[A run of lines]
____________________

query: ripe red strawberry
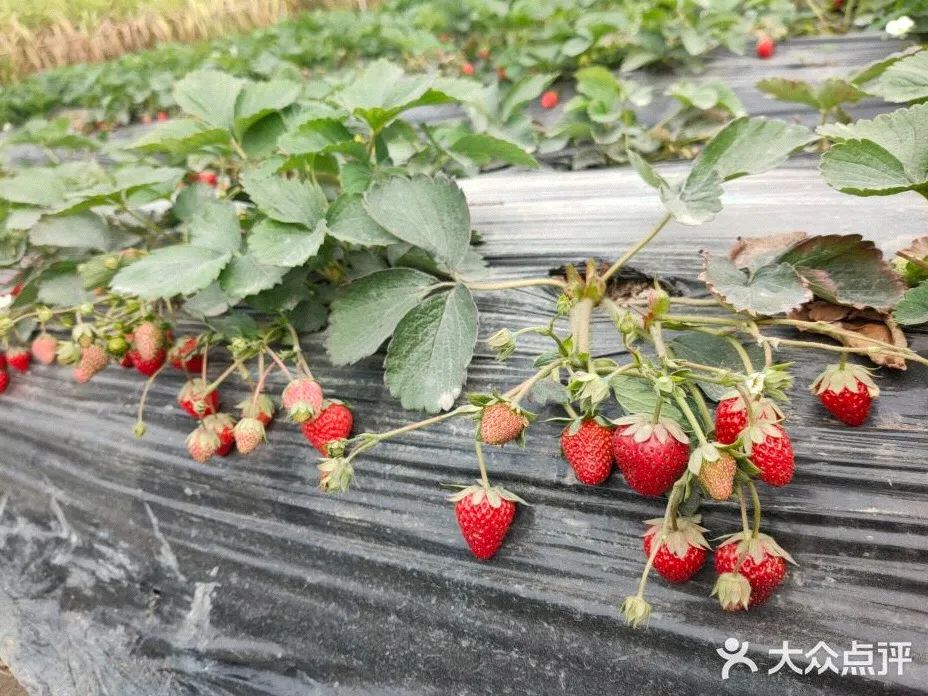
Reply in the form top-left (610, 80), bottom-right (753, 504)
top-left (200, 413), bottom-right (235, 457)
top-left (232, 418), bottom-right (265, 454)
top-left (449, 484), bottom-right (525, 561)
top-left (238, 394), bottom-right (277, 425)
top-left (755, 36), bottom-right (774, 60)
top-left (300, 401), bottom-right (354, 457)
top-left (812, 364), bottom-right (880, 427)
top-left (561, 418), bottom-right (613, 486)
top-left (644, 517), bottom-right (710, 584)
top-left (32, 333), bottom-right (58, 365)
top-left (74, 343), bottom-right (110, 384)
top-left (612, 414), bottom-right (690, 495)
top-left (168, 336), bottom-right (203, 372)
top-left (745, 422), bottom-right (796, 487)
top-left (187, 425), bottom-right (219, 464)
top-left (177, 377), bottom-right (219, 419)
top-left (712, 532), bottom-right (795, 611)
top-left (6, 346), bottom-right (32, 372)
top-left (538, 89), bottom-right (560, 109)
top-left (281, 377), bottom-right (322, 423)
top-left (715, 396), bottom-right (783, 445)
top-left (126, 348), bottom-right (167, 377)
top-left (480, 401), bottom-right (529, 445)
top-left (197, 170), bottom-right (218, 186)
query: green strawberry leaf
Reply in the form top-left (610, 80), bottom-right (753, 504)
top-left (219, 254), bottom-right (288, 300)
top-left (335, 59), bottom-right (454, 133)
top-left (326, 194), bottom-right (400, 246)
top-left (893, 280), bottom-right (928, 326)
top-left (129, 118), bottom-right (230, 156)
top-left (248, 220), bottom-right (326, 268)
top-left (174, 70), bottom-right (246, 131)
top-left (864, 51), bottom-right (928, 103)
top-left (818, 103), bottom-right (928, 197)
top-left (629, 117), bottom-right (815, 225)
top-left (448, 133), bottom-right (538, 169)
top-left (111, 244), bottom-right (232, 300)
top-left (326, 268), bottom-right (438, 365)
top-left (234, 80), bottom-right (301, 138)
top-left (29, 211), bottom-right (114, 251)
top-left (699, 254), bottom-right (812, 317)
top-left (609, 375), bottom-right (689, 428)
top-left (241, 170), bottom-right (328, 229)
top-left (364, 176), bottom-right (471, 269)
top-left (384, 285), bottom-right (477, 413)
top-left (188, 200), bottom-right (242, 251)
top-left (777, 234), bottom-right (904, 311)
top-left (667, 331), bottom-right (764, 401)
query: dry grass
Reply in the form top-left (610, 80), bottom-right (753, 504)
top-left (0, 0), bottom-right (364, 78)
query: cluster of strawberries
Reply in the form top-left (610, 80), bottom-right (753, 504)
top-left (0, 321), bottom-right (354, 463)
top-left (451, 363), bottom-right (879, 610)
top-left (183, 377), bottom-right (354, 463)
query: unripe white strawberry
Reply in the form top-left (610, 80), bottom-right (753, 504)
top-left (32, 333), bottom-right (58, 365)
top-left (233, 418), bottom-right (265, 454)
top-left (282, 377), bottom-right (322, 423)
top-left (187, 425), bottom-right (220, 464)
top-left (74, 343), bottom-right (110, 384)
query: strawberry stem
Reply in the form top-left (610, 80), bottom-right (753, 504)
top-left (738, 485), bottom-right (751, 535)
top-left (135, 362), bottom-right (167, 428)
top-left (600, 213), bottom-right (671, 282)
top-left (673, 389), bottom-right (709, 445)
top-left (747, 479), bottom-right (761, 539)
top-left (474, 438), bottom-right (490, 488)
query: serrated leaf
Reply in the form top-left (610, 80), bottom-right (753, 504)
top-left (235, 80), bottom-right (301, 137)
top-left (241, 170), bottom-right (327, 229)
top-left (690, 117), bottom-right (815, 181)
top-left (326, 194), bottom-right (400, 246)
top-left (864, 51), bottom-right (928, 103)
top-left (364, 176), bottom-right (470, 268)
top-left (818, 103), bottom-right (928, 196)
top-left (219, 254), bottom-right (288, 299)
top-left (174, 70), bottom-right (245, 131)
top-left (335, 59), bottom-right (454, 133)
top-left (37, 272), bottom-right (92, 307)
top-left (778, 234), bottom-right (903, 311)
top-left (129, 118), bottom-right (230, 155)
top-left (277, 118), bottom-right (353, 155)
top-left (384, 285), bottom-right (477, 413)
top-left (699, 255), bottom-right (812, 316)
top-left (668, 331), bottom-right (764, 401)
top-left (29, 211), bottom-right (113, 251)
top-left (893, 280), bottom-right (928, 326)
top-left (610, 375), bottom-right (686, 424)
top-left (644, 117), bottom-right (814, 225)
top-left (111, 244), bottom-right (232, 300)
top-left (188, 200), bottom-right (242, 251)
top-left (326, 268), bottom-right (437, 365)
top-left (448, 133), bottom-right (538, 169)
top-left (248, 220), bottom-right (326, 267)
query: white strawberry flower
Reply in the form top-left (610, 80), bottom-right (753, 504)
top-left (886, 15), bottom-right (915, 39)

____________________

Task to complete — Write out all of the lines above exactly as they appear, leaving out the pictures.

Task response —
query: ripe red strawberry
Reply in the form top-left (610, 80), bottom-right (753, 504)
top-left (200, 413), bottom-right (235, 457)
top-left (232, 418), bottom-right (265, 454)
top-left (449, 484), bottom-right (525, 561)
top-left (238, 394), bottom-right (277, 425)
top-left (755, 36), bottom-right (774, 60)
top-left (300, 401), bottom-right (354, 457)
top-left (812, 364), bottom-right (880, 427)
top-left (561, 418), bottom-right (613, 486)
top-left (644, 517), bottom-right (710, 584)
top-left (32, 333), bottom-right (58, 365)
top-left (74, 343), bottom-right (110, 384)
top-left (612, 414), bottom-right (690, 495)
top-left (168, 336), bottom-right (203, 372)
top-left (745, 422), bottom-right (796, 487)
top-left (187, 425), bottom-right (219, 464)
top-left (177, 377), bottom-right (219, 419)
top-left (712, 532), bottom-right (795, 611)
top-left (6, 346), bottom-right (32, 372)
top-left (538, 89), bottom-right (560, 109)
top-left (281, 377), bottom-right (322, 423)
top-left (715, 396), bottom-right (783, 445)
top-left (126, 348), bottom-right (167, 377)
top-left (480, 401), bottom-right (529, 445)
top-left (197, 170), bottom-right (218, 186)
query: green strawberry leaf
Reply in the form top-left (610, 80), bottom-right (753, 504)
top-left (219, 254), bottom-right (288, 300)
top-left (335, 59), bottom-right (454, 133)
top-left (326, 194), bottom-right (400, 246)
top-left (893, 280), bottom-right (928, 326)
top-left (129, 118), bottom-right (230, 156)
top-left (248, 220), bottom-right (326, 268)
top-left (174, 70), bottom-right (246, 131)
top-left (864, 51), bottom-right (928, 103)
top-left (818, 103), bottom-right (928, 197)
top-left (629, 117), bottom-right (815, 225)
top-left (448, 133), bottom-right (538, 169)
top-left (111, 244), bottom-right (232, 300)
top-left (326, 268), bottom-right (438, 365)
top-left (234, 80), bottom-right (301, 138)
top-left (29, 211), bottom-right (114, 251)
top-left (699, 254), bottom-right (812, 317)
top-left (609, 375), bottom-right (689, 428)
top-left (241, 170), bottom-right (328, 229)
top-left (364, 176), bottom-right (471, 269)
top-left (384, 285), bottom-right (477, 413)
top-left (188, 200), bottom-right (242, 251)
top-left (777, 234), bottom-right (904, 311)
top-left (667, 331), bottom-right (764, 401)
query: dry grass
Reply in the form top-left (610, 80), bottom-right (753, 504)
top-left (0, 0), bottom-right (364, 78)
query: cluster of strawberries
Reply in the form top-left (610, 80), bottom-right (753, 504)
top-left (0, 321), bottom-right (354, 463)
top-left (451, 363), bottom-right (879, 610)
top-left (183, 377), bottom-right (354, 463)
query: unripe white strawberry
Reply in the form top-left (610, 80), bottom-right (753, 504)
top-left (32, 333), bottom-right (58, 365)
top-left (233, 418), bottom-right (265, 454)
top-left (282, 377), bottom-right (322, 423)
top-left (187, 425), bottom-right (220, 464)
top-left (74, 343), bottom-right (110, 384)
query: strawberry stem
Reply in the form top-left (610, 80), bottom-right (753, 504)
top-left (738, 485), bottom-right (751, 535)
top-left (135, 362), bottom-right (167, 428)
top-left (600, 213), bottom-right (671, 282)
top-left (673, 389), bottom-right (709, 445)
top-left (747, 479), bottom-right (761, 539)
top-left (474, 438), bottom-right (490, 488)
query: serrated leaf
Reply in the form top-left (610, 80), bottom-right (753, 504)
top-left (235, 80), bottom-right (301, 137)
top-left (241, 170), bottom-right (327, 229)
top-left (690, 117), bottom-right (815, 181)
top-left (326, 194), bottom-right (400, 246)
top-left (864, 51), bottom-right (928, 103)
top-left (364, 176), bottom-right (470, 268)
top-left (818, 103), bottom-right (928, 196)
top-left (219, 254), bottom-right (288, 299)
top-left (174, 70), bottom-right (245, 131)
top-left (335, 59), bottom-right (454, 133)
top-left (37, 272), bottom-right (92, 307)
top-left (778, 234), bottom-right (903, 311)
top-left (129, 118), bottom-right (230, 155)
top-left (277, 118), bottom-right (353, 155)
top-left (384, 285), bottom-right (477, 413)
top-left (699, 255), bottom-right (812, 316)
top-left (668, 331), bottom-right (764, 401)
top-left (29, 211), bottom-right (113, 251)
top-left (893, 280), bottom-right (928, 326)
top-left (610, 375), bottom-right (686, 424)
top-left (644, 117), bottom-right (814, 225)
top-left (111, 244), bottom-right (232, 300)
top-left (188, 200), bottom-right (242, 251)
top-left (326, 268), bottom-right (437, 365)
top-left (448, 133), bottom-right (538, 169)
top-left (248, 220), bottom-right (326, 267)
query: white strawberry flower
Reply in the form top-left (610, 80), bottom-right (753, 504)
top-left (886, 15), bottom-right (915, 39)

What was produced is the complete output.